> [Written instruction 1] Please switch "black olive" to "green olive" in the listing, from its first line through the line holding "POLYGON ((1252 377, 1279", inclusive. Change nothing else and return only those lines.
** START OF Page extract **
# Just brought my 1st CHRISTMAS PRESSY for my neice !!!



## petdowe (Mar 17, 2006)

all,
Well last satuarday i brought my   1st CHRISTMAS PRESSY    for this year its a Baby Doll for my neice Tia,
I know the summer aint gone yet but i always like to start early lol   ......
As any of you ladies star yet ??
love nicky


----------



## dakota (Feb 6, 2007)

Yep, i officially started a few months back   only things were in the sale on the boots website and it was silly to pass up on the chance of some bargains ready for xmas.

I always start around this time as i like everything done before dec(thats working in a shop for you   ) Also i hate my last months wage before xmas being all spent on presents then i have to muddle through to the jan pay so by starting early i avoid that and dont get into any debt in the process  

Nikki xx


----------



## turkish delight (Aug 24, 2008)

me too - i start early as well we also have a book club @ work and you can get some great books as discount price great for little ones


----------



## kate28 (Jan 22, 2008)

i got my first one today, a lovely hurrican lamp in ikea and it was only £8 bargin, saw one in john lewis almost identical apart from the package and that was priced at £35 so well pleased


----------



## Tina xx (Aug 30, 2006)

I'm hoping to get my Christmas shopping started this week. Will need to this year as we are hoping to start tx soon, so I want to pick up some bits to spread the cost


----------



## Marielou (Oct 18, 2003)

I've got quite a few bits - all for Ethan


----------



## petdowe (Mar 17, 2006)

Oh i am so glad i aint the only one i thought i was going alittle daft  lol   ......
  Roll on CHRISTMAS it will soon be here ladies yipeeeeeeeeeeeeeeeeeeeee


----------



## fuzzier (Oct 31, 2005)

Woo hoo, there ARE other organised people out there. My dh thinks i'm  for starting so early (admits to buying four presents back in January and two in the last week of December) i have bought at least 2 presents a month since last Christmas and I now have between 20 and 30 presents stashed on top my wardrobe and other places.


----------
** END OF Page extract **
** START OF Input **
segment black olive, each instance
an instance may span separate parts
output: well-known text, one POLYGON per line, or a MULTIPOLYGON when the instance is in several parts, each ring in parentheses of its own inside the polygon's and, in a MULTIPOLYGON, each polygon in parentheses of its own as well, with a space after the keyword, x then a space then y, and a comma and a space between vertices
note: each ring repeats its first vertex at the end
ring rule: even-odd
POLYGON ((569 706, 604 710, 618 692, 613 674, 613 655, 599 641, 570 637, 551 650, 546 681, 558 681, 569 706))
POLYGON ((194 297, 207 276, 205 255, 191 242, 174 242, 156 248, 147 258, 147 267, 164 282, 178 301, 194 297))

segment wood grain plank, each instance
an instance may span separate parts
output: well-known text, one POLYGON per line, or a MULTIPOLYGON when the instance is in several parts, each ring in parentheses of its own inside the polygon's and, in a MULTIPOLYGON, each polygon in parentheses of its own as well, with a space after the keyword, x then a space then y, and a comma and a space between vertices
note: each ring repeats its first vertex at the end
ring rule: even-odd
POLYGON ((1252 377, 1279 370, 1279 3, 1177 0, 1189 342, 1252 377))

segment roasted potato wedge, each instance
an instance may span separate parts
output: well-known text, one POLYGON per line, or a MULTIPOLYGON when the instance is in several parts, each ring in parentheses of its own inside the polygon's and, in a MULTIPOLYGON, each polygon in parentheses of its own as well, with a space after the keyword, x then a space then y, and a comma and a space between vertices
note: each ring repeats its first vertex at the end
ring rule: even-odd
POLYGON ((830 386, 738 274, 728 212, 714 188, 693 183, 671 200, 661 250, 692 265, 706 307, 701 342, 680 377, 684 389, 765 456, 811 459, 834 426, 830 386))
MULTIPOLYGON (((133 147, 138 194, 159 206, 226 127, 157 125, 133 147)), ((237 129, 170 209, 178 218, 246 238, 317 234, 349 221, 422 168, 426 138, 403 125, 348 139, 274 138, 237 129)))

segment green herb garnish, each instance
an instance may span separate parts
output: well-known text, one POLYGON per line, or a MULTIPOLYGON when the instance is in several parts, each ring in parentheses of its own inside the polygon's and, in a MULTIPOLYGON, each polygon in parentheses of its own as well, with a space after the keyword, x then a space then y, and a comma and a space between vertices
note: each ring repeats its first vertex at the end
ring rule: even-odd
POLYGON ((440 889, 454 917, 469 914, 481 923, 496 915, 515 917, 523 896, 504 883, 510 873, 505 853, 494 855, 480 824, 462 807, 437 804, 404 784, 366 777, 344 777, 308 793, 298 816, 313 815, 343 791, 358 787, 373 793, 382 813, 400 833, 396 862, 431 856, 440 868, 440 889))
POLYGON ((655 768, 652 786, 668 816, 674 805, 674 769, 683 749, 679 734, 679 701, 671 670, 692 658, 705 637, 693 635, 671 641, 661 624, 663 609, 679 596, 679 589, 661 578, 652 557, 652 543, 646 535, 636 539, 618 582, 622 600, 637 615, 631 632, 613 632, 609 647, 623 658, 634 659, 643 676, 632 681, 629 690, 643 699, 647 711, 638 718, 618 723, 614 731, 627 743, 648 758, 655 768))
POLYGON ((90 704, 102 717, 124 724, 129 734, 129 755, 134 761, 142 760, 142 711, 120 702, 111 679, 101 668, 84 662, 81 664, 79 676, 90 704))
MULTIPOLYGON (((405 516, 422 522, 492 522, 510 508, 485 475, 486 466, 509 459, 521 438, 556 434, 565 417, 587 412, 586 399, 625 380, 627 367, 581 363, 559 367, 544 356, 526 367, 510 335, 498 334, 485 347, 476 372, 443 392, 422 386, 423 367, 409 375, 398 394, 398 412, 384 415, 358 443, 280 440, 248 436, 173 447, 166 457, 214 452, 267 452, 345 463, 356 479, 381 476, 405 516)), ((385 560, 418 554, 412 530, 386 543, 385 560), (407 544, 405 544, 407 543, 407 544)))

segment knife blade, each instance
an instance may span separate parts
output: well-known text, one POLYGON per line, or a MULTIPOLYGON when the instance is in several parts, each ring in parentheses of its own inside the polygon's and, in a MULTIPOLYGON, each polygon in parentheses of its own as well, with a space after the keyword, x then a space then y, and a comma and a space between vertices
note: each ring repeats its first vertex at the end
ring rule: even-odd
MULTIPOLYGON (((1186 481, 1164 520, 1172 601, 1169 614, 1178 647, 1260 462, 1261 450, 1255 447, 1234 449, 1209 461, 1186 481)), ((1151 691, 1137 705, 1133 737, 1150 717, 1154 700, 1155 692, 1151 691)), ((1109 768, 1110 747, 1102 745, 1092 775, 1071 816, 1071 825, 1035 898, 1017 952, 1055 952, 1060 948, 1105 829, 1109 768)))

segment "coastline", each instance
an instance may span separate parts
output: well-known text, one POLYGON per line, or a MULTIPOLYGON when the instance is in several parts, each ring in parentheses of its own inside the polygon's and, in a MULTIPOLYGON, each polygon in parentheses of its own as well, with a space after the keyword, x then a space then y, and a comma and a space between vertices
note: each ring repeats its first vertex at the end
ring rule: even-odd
** END OF Input **
> [Written instruction 2] In the Christmas shopping thread, what did kate28 pay for the lamp bought at Ikea?

> [Full answer 1]
segment green olive, each instance
an instance may span separate parts
output: well-known text, one POLYGON per line, or a MULTIPOLYGON when the instance is in several parts, each ring in parentheses of its own inside the polygon's and, in a MULTIPOLYGON, each polygon in parentheses of its own as well, with a space after the keyword, x then a space then y, and a comma and a space between vertices
note: each ring repeats its first vertex at the end
ring rule: even-odd
POLYGON ((569 706, 604 710, 618 692, 613 674, 613 655, 599 641, 570 637, 551 650, 546 681, 558 681, 569 706))
POLYGON ((194 297, 207 276, 205 255, 191 242, 174 242, 156 248, 147 258, 147 267, 164 282, 178 301, 194 297))

segment wood grain plank, each instance
an instance may span separate parts
output: well-known text, one POLYGON per line, or a MULTIPOLYGON when the instance is in several parts, each ring in parentheses of its own inside the polygon's and, in a MULTIPOLYGON, each polygon in parentheses of its own as well, with a space after the keyword, x then a space then y, and a comma and a space between vertices
note: each ring repeats its first vertex at the end
ring rule: even-odd
POLYGON ((1252 377, 1279 370, 1279 3, 1177 0, 1189 342, 1252 377))

> [Full answer 2] £8